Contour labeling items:
———

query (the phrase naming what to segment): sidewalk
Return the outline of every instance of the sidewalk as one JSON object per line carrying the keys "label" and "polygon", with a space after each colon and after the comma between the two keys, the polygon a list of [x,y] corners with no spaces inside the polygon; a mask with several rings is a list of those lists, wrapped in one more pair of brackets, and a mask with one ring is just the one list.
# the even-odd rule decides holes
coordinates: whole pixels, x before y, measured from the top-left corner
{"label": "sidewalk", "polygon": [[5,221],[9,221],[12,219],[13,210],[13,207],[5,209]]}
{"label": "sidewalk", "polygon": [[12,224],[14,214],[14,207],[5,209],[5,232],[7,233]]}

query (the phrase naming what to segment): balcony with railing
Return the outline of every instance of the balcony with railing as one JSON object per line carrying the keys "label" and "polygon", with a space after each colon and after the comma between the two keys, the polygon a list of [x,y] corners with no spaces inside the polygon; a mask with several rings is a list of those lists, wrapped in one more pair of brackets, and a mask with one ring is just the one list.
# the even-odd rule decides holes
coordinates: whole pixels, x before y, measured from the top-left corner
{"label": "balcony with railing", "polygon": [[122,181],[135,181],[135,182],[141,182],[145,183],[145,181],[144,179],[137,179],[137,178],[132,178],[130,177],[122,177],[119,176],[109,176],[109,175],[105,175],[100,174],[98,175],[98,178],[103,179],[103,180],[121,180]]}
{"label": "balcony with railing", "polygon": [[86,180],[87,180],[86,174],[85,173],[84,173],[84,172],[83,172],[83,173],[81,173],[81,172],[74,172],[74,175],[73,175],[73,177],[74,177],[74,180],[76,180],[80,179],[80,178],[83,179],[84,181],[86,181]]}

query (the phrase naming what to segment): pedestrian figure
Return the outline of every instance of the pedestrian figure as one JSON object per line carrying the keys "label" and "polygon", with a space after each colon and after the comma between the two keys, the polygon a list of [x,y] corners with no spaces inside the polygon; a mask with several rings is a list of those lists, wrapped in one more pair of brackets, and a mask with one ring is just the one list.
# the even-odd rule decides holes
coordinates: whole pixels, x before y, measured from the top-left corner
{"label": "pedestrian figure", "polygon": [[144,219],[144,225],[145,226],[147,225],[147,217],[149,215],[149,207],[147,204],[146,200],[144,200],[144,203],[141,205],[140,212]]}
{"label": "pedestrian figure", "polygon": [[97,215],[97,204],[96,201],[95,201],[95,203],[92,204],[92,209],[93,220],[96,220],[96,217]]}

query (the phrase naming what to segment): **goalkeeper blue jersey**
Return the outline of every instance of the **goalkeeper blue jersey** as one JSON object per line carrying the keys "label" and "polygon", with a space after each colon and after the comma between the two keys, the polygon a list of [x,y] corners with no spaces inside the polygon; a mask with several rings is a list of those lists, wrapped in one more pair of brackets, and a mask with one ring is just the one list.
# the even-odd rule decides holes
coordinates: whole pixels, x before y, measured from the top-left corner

———

Render every line of the items above as a Markdown table with the columns Number and Record line, numbering the rows in order and leaving out blank lines.

| Number | Record line |
|---|---|
| 1 | query (the phrase naming what to segment): sidewalk |
| 2 | Return the outline of every instance of the sidewalk as one JSON object per line carrying the keys "label" and "polygon", with a space after each colon and after the comma between the two keys, the polygon a list of [x,y] corners with no spaces inside the polygon; a mask with several rings is a list of those lists, wrapped in one more pair of brackets, and a mask with one ring is just the one list. |
| 3 | # the even-odd rule decides holes |
| 4 | coordinates: whole pixels, x before y, measured from the top-left corner |
| 5 | {"label": "sidewalk", "polygon": [[5,221],[9,221],[12,219],[13,210],[13,207],[5,209]]} |
| 6 | {"label": "sidewalk", "polygon": [[12,224],[14,214],[14,207],[5,209],[5,232],[7,233]]} |
| 7 | query (the phrase naming what to segment): balcony with railing |
| 8 | Return the outline of every instance of the balcony with railing as one JSON object per line carrying the keys "label" and "polygon", with a space after each colon and after the comma between the two keys, the polygon a list of [x,y] corners with no spaces inside the polygon; a mask with several rings is a list of those lists, wrapped in one more pair of brackets, and a mask with one ring is just the one list. |
| 9 | # the even-odd rule decides holes |
| 10 | coordinates: whole pixels, x before y, measured from the top-left corner |
| 11 | {"label": "balcony with railing", "polygon": [[122,181],[135,181],[135,182],[141,182],[145,183],[145,181],[144,179],[137,179],[137,178],[132,178],[130,177],[122,177],[119,176],[109,176],[109,175],[105,175],[100,174],[98,175],[98,178],[103,179],[103,180],[121,180]]} |
| 12 | {"label": "balcony with railing", "polygon": [[86,180],[87,180],[86,174],[85,173],[84,173],[84,172],[83,172],[83,173],[81,173],[81,172],[74,172],[74,175],[73,175],[73,177],[74,177],[74,180],[76,180],[80,179],[80,178],[83,179],[84,181],[86,181]]} |
| 13 | query (the phrase naming what to segment): pedestrian figure |
| 14 | Return the outline of every instance of the pedestrian figure as one JSON object per line carrying the keys "label" and "polygon", with a space after each colon and after the comma between the two keys, the polygon a list of [x,y] corners with no spaces inside the polygon; a mask with several rings is a list of those lists, wrapped in one more pair of brackets, and a mask with one ring is just the one list. |
| 15 | # the even-odd rule decides holes |
| 16 | coordinates: whole pixels, x before y, measured from the top-left corner |
| 17 | {"label": "pedestrian figure", "polygon": [[144,219],[144,225],[145,226],[147,225],[147,217],[149,215],[149,207],[147,204],[146,200],[144,200],[144,203],[141,205],[140,212]]} |
| 18 | {"label": "pedestrian figure", "polygon": [[97,215],[97,204],[96,201],[95,201],[95,203],[92,204],[92,209],[93,220],[96,220],[96,217]]} |
| 19 | query (the phrase naming what to segment): **goalkeeper blue jersey** |
| 20 | Return the outline of every instance of the **goalkeeper blue jersey** as one JSON object per line carrying the keys "label" and "polygon", with a space after each colon and after the comma between the two keys, the polygon a list of [x,y] corners with no spaces inside the polygon; a mask with several rings is a list of those lists, wrapped in one more pair of brackets, and a mask with one ring is just the one list. |
| 21 | # the even-odd rule decides holes |
| 22 | coordinates: whole pixels, x before y, measured from the top-left corner |